* _Entries drawn from a collection_:
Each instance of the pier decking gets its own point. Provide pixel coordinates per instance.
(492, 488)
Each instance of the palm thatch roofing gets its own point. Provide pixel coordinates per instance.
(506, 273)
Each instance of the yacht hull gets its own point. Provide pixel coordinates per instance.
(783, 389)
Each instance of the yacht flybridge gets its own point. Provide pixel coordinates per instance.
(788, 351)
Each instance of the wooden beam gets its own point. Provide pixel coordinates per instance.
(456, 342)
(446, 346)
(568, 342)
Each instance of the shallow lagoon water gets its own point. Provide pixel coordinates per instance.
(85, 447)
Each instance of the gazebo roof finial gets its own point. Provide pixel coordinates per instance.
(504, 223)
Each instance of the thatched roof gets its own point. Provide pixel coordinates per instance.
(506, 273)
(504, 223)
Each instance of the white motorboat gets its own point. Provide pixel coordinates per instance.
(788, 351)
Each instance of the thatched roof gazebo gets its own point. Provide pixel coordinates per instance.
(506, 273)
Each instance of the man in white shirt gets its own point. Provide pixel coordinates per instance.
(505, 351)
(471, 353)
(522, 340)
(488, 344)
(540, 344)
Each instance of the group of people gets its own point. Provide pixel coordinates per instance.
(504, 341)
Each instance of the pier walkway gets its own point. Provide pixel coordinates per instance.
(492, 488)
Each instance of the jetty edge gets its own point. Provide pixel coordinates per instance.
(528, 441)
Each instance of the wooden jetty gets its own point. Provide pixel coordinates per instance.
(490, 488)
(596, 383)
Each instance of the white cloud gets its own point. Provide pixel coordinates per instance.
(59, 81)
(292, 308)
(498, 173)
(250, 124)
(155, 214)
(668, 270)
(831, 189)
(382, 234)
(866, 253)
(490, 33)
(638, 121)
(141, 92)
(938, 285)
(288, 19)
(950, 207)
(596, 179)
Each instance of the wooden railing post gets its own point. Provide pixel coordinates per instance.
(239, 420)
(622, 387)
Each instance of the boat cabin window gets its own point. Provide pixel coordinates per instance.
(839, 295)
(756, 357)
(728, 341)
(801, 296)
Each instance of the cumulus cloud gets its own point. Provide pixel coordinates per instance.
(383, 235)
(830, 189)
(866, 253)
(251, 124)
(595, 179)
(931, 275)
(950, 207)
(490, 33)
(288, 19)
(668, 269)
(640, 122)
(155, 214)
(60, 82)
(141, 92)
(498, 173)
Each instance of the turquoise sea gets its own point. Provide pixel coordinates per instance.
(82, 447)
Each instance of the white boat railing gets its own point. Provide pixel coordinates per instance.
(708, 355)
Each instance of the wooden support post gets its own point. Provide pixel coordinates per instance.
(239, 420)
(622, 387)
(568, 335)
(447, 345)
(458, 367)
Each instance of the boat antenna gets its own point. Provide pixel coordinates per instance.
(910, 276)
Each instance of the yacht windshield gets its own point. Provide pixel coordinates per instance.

* _Task goal_: Reproduce the data word for word, from the line with "Each instance of the boat cabin" up to and including the last line.

* _Final answer_:
Each instance of the boat cabin window gets its own point. Provide pixel coordinates per instance.
(839, 295)
(756, 357)
(728, 341)
(801, 296)
Each instance of the cumulus cloud gets its own point. Provide pixel coordinates per instance.
(383, 235)
(830, 189)
(866, 253)
(251, 124)
(595, 179)
(931, 275)
(950, 207)
(490, 33)
(288, 19)
(668, 269)
(640, 122)
(155, 214)
(60, 82)
(141, 92)
(498, 173)
Each instance of the turquoise sea gets its own point. Provide pixel coordinates per instance.
(82, 447)
Each instance of the white boat railing gets its own point. Provide pixel coordinates per instance.
(708, 355)
Each instance of the wooden support post gets its own point. Provide pixel coordinates per instance.
(239, 420)
(622, 387)
(568, 335)
(447, 345)
(458, 367)
Each instance of the boat antenna gets its own point. Provide pixel coordinates per instance.
(910, 276)
Each instance of the yacht windshield gets its own point. Provide pixel coordinates per instance.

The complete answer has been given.